# What the exercise asks
Copy out the entries below word for word, from the line containing "Annotation task — point out every instance of the plant" through the line containing "[(299, 33)]", including both of those lines.

# Provided data
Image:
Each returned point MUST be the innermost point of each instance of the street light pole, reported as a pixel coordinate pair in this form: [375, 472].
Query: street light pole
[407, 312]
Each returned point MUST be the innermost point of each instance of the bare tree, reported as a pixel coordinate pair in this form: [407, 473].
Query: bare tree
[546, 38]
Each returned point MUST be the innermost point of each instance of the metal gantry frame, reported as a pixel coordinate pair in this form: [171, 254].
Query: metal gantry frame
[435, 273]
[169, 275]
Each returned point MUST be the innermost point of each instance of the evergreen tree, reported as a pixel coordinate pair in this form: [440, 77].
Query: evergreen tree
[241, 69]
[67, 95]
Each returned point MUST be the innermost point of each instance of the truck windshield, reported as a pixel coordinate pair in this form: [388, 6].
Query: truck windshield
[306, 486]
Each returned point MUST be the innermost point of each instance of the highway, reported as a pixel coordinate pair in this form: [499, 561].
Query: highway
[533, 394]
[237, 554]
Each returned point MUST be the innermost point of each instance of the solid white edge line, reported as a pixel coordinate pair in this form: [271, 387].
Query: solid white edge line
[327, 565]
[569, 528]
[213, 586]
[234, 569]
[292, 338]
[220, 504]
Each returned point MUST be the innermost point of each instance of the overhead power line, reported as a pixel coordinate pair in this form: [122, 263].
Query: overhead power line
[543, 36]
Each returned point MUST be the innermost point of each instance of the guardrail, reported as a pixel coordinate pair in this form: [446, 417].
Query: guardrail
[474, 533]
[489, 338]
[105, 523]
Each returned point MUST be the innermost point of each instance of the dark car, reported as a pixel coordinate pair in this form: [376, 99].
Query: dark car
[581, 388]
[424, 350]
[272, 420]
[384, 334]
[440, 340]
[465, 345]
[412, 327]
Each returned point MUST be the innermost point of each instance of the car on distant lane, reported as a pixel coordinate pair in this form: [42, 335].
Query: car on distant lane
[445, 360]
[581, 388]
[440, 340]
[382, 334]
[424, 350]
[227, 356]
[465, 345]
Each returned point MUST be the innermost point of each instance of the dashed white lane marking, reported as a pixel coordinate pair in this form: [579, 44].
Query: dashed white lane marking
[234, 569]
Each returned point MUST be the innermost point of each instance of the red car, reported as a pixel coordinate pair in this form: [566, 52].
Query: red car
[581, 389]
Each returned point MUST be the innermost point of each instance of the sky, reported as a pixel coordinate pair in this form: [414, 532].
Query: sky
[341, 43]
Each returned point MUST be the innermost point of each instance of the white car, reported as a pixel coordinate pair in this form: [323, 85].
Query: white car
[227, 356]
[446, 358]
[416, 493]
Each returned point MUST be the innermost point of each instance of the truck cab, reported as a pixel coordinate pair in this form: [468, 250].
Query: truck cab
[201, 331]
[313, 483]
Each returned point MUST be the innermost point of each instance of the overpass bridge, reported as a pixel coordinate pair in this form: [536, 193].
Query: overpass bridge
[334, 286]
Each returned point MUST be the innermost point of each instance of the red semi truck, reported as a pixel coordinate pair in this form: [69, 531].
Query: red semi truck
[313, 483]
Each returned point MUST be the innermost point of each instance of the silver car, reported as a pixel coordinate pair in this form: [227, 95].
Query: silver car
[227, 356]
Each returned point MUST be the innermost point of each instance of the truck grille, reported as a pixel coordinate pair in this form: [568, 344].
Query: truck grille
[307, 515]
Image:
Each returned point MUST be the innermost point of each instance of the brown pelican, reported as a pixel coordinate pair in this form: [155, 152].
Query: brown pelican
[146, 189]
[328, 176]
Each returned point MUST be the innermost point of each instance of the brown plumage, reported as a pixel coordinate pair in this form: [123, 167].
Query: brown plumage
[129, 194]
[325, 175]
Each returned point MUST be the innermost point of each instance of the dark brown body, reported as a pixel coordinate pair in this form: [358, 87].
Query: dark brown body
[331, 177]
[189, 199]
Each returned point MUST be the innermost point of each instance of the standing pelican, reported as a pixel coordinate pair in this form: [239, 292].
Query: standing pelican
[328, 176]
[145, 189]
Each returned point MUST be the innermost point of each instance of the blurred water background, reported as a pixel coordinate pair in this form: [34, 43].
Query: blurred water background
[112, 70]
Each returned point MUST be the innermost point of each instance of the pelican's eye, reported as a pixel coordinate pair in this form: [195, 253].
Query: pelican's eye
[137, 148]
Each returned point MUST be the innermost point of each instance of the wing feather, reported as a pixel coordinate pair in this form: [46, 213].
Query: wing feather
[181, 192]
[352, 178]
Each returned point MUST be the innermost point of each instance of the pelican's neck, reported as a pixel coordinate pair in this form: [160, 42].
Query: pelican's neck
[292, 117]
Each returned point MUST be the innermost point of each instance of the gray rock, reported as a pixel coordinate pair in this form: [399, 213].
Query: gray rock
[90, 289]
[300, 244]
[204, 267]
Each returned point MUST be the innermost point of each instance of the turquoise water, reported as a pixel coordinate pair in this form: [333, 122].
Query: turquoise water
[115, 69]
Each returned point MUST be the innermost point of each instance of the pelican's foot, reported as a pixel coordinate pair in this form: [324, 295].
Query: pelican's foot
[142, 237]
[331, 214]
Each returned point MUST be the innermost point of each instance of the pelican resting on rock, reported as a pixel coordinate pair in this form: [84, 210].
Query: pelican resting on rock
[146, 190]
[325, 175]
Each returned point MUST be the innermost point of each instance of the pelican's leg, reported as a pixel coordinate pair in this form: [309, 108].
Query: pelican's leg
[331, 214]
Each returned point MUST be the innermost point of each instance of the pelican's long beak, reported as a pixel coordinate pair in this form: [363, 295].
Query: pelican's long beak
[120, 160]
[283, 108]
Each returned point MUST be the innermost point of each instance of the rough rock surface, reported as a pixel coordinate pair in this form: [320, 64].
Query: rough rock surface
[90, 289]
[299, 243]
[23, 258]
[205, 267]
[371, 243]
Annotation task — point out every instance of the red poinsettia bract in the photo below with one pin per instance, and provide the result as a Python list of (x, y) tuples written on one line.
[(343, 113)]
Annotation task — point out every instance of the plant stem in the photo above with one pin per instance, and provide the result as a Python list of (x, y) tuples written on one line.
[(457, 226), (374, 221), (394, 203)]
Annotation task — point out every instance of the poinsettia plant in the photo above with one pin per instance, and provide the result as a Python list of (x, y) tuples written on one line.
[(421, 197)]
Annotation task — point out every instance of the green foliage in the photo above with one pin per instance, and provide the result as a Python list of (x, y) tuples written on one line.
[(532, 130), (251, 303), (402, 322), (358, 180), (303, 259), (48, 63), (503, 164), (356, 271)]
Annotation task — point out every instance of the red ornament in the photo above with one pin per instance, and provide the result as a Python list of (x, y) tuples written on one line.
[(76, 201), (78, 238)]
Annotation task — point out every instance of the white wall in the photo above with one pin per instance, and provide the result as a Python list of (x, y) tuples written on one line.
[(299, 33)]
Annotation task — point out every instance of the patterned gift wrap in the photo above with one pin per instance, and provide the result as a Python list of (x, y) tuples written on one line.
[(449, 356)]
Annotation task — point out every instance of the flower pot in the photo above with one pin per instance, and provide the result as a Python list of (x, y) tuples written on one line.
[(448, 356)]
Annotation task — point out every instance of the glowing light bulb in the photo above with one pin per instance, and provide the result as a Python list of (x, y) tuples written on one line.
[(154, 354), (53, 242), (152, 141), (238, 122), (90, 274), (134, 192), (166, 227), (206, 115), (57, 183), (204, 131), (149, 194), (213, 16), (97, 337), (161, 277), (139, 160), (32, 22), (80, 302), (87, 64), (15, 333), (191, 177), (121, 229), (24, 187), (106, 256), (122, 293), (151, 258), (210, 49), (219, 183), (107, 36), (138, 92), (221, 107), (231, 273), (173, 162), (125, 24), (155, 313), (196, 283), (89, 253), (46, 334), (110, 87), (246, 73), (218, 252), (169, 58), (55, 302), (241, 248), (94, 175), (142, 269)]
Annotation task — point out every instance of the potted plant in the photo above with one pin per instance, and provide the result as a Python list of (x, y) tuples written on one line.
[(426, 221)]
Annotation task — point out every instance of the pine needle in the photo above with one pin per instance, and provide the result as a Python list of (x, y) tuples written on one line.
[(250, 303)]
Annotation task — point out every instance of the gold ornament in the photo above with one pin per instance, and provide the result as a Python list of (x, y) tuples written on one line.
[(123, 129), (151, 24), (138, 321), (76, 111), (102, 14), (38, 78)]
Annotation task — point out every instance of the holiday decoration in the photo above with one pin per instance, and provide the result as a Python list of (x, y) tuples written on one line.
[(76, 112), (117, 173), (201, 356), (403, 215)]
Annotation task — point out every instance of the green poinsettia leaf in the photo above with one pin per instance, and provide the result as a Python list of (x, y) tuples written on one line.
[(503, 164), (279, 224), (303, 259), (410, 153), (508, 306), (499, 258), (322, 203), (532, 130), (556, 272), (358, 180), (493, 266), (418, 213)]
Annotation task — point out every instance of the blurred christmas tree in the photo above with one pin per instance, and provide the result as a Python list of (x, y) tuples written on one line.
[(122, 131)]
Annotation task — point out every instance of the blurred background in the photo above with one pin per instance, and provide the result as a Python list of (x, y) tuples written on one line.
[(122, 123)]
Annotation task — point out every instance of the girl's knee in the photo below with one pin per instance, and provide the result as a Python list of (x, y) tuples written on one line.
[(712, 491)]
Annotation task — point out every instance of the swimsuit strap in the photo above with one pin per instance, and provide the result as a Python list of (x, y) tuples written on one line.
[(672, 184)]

# Complete output
Annotation task — point out every instance of the plant stem in the photo above with one pin per instance, and provide the result as a Python list of (x, y) tuples written on one line.
[(457, 226), (374, 221), (394, 203)]
Annotation task — point out every instance of the poinsettia plant in the photo above with one pin per instance, and provide the result as a Python list of (x, y) tuples written on one line.
[(421, 197)]
Annotation task — point out every instance of the green foliage in the photo above with one pin per instance, and provide the result as a Python list of (x, y) tuples written on one line.
[(532, 130), (251, 303), (402, 322), (358, 180), (303, 259), (48, 63), (503, 164), (356, 271)]
Annotation task — point out every instance of the red ornament in the photo above with one pin per instance, and provide the result as a Python list of (x, y) tuples written on one line.
[(76, 201), (78, 238)]
Annotation task — point out every instance of the white wall in the photo above with one pin per instance, and provide the result as a Python list of (x, y) tuples written on one line.
[(299, 33)]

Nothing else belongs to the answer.